===== Data

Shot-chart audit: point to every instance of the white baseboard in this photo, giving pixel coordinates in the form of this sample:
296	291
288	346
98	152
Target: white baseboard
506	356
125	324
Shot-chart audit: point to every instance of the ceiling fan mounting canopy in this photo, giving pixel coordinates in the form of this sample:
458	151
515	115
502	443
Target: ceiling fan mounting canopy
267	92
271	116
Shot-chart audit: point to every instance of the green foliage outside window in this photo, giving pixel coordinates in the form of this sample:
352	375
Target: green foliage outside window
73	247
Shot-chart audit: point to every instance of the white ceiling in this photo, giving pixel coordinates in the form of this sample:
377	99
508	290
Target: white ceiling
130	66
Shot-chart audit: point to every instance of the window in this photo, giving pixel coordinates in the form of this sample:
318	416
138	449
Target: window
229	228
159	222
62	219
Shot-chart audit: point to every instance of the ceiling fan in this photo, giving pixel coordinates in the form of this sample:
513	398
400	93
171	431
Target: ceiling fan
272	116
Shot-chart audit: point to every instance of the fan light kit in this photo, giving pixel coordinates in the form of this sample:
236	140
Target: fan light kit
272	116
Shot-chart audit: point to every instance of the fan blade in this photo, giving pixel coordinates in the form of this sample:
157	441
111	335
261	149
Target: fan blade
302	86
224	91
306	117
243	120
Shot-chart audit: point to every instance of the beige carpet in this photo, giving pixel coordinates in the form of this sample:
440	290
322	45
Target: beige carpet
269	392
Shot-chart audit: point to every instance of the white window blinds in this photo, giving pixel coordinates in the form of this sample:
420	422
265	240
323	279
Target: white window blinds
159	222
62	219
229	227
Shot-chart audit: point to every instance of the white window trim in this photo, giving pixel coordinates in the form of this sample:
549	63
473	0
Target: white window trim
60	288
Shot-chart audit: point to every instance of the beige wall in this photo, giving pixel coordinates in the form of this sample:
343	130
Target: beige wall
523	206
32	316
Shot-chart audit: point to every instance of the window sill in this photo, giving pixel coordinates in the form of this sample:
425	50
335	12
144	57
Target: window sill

==========

__Problem description__.
Filter the listing for the word "sill" and copy each line that has it.

__Answer space__.
Shot-chart audit: point to every instance of the window sill in this photo, giving pixel coordinates in the form of this sample:
Target: window sill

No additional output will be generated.